For each line below that includes the string "target", show the whole line.

※

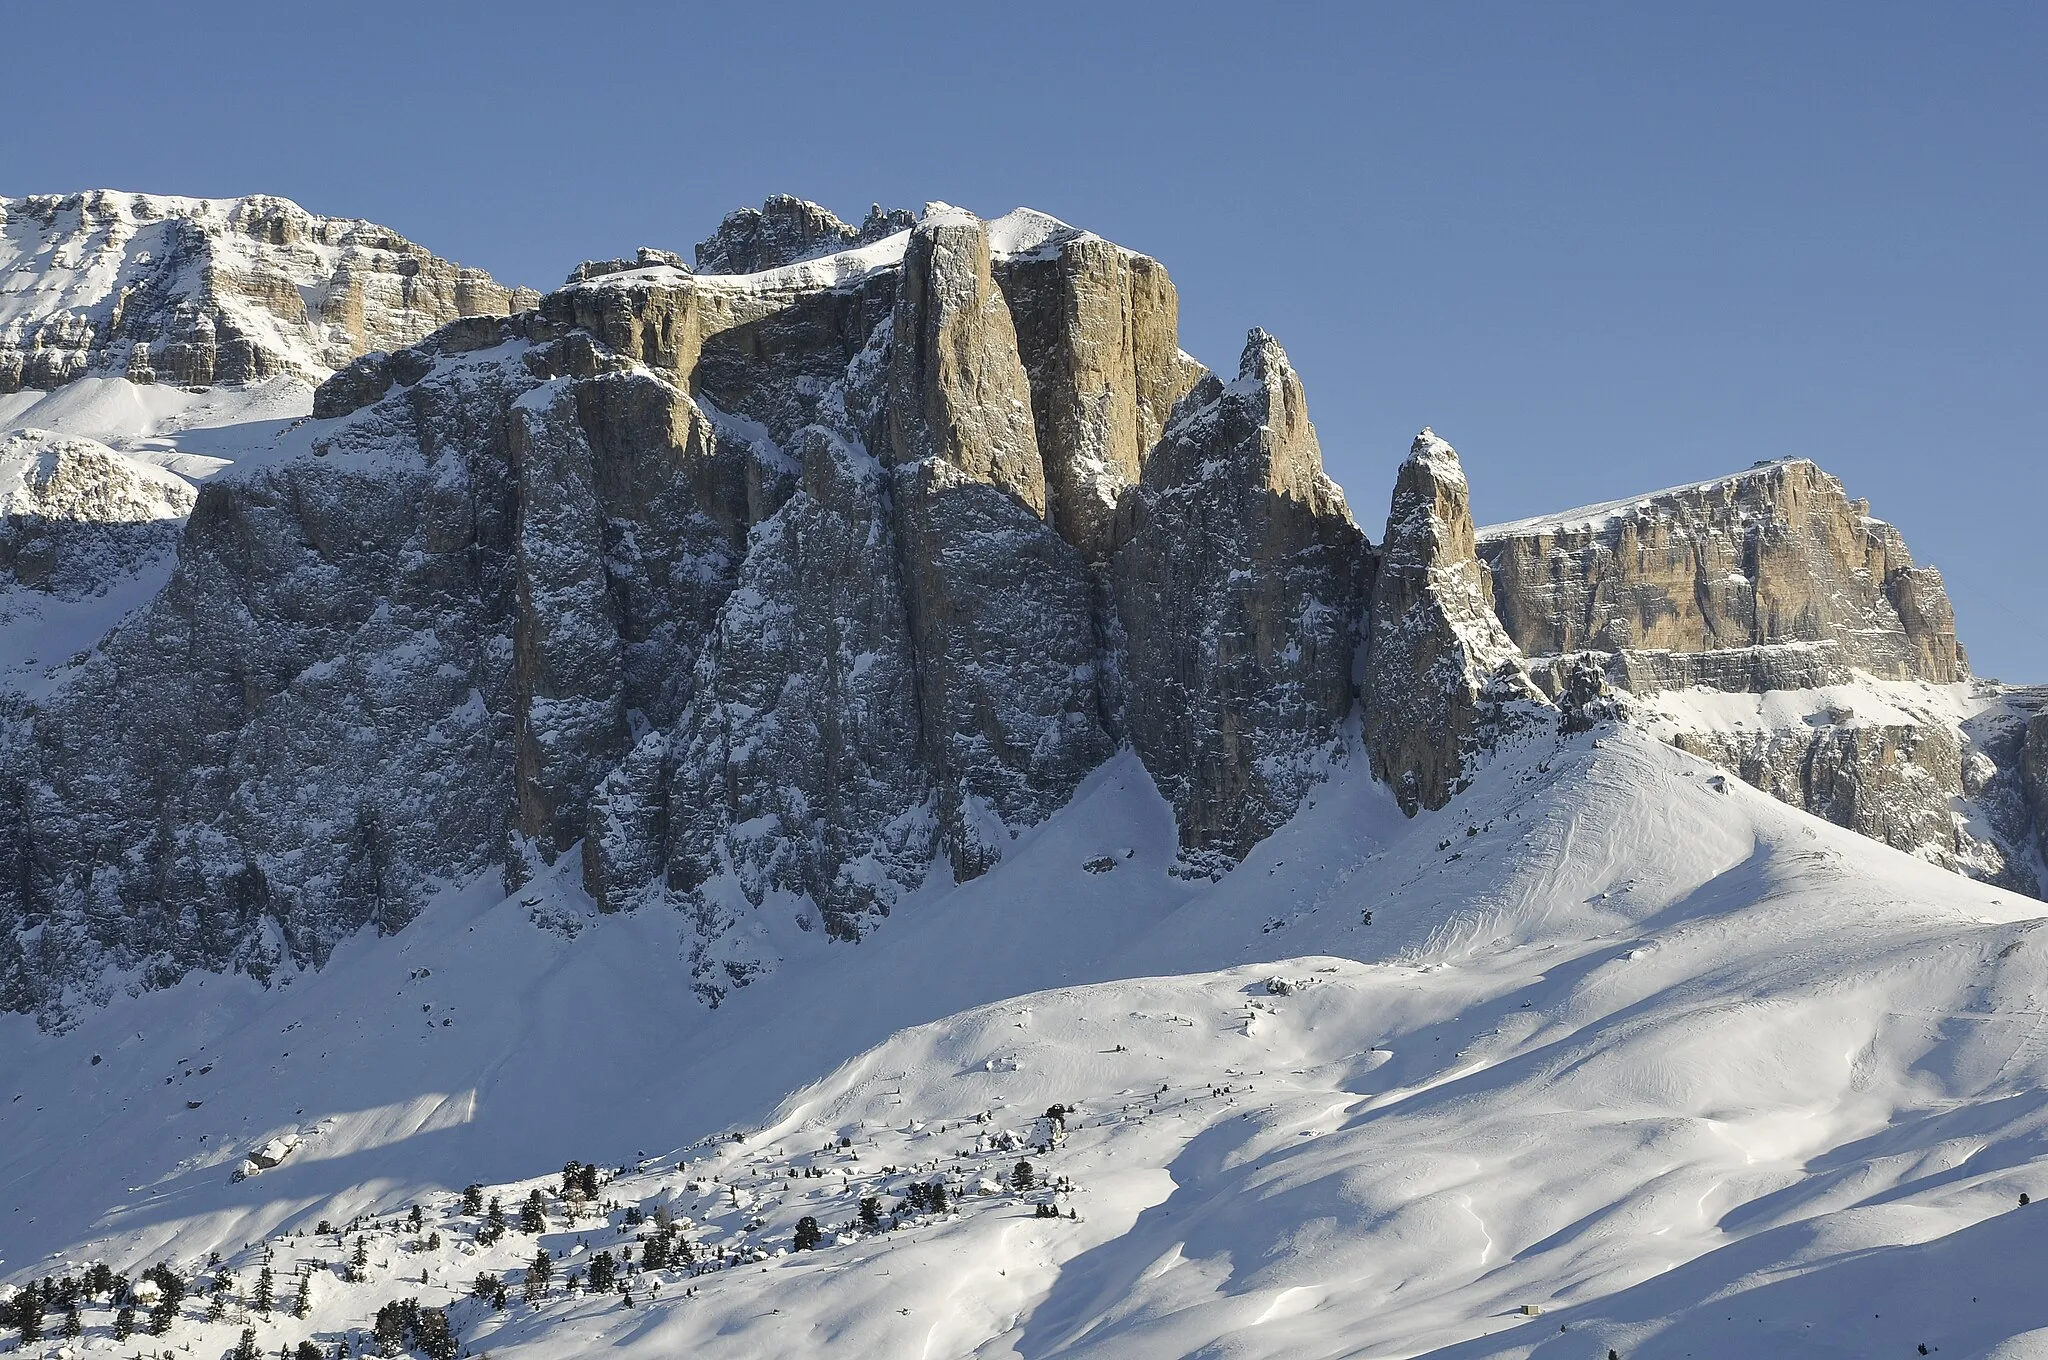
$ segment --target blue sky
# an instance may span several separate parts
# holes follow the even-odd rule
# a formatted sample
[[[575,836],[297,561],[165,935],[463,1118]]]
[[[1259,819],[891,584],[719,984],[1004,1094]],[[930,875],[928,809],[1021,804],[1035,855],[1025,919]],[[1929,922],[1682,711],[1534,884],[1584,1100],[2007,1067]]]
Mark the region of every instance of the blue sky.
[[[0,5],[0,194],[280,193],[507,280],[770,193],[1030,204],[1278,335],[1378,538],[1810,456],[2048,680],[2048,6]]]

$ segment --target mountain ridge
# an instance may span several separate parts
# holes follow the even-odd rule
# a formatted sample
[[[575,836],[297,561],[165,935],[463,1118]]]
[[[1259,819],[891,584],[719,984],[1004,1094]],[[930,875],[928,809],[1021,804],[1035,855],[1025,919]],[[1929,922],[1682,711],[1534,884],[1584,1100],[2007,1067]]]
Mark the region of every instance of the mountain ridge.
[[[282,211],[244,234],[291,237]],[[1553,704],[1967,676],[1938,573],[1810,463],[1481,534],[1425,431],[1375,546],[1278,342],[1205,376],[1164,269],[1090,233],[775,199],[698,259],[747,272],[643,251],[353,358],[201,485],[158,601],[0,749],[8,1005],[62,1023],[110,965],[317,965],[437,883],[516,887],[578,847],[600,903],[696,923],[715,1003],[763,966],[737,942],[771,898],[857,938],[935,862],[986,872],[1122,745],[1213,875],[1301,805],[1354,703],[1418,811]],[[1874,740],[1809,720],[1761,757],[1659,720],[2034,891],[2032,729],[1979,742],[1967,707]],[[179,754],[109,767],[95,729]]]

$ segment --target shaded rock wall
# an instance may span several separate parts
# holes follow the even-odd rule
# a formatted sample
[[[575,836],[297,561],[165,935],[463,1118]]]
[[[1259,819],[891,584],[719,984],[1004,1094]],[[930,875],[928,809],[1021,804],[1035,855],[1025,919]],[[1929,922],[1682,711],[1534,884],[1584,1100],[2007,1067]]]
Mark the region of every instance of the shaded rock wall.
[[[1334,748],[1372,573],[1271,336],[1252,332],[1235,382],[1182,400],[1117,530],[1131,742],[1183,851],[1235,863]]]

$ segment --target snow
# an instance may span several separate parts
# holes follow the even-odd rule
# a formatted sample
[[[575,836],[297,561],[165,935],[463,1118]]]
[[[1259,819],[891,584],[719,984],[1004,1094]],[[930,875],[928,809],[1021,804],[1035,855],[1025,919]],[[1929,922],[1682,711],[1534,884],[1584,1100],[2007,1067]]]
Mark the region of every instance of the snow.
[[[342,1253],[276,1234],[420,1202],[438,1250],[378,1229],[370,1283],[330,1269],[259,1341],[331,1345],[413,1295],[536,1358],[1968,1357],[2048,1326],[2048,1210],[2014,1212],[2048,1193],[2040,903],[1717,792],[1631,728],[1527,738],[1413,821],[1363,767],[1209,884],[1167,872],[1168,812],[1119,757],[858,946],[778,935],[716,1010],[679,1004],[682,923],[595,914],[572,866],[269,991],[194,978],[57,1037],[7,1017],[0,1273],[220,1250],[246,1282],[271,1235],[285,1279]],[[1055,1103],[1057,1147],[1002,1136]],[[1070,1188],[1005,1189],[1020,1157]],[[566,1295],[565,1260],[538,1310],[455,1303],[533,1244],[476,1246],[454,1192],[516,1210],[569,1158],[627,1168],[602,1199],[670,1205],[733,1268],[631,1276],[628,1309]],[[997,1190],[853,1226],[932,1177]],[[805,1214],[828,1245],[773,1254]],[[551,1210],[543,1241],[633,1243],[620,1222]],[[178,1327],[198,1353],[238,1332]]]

※

WRITTEN SOLUTION:
$ segment --target blue sky
$ segment --target mountain ridge
$ segment --target shaded rock wall
$ segment --target snow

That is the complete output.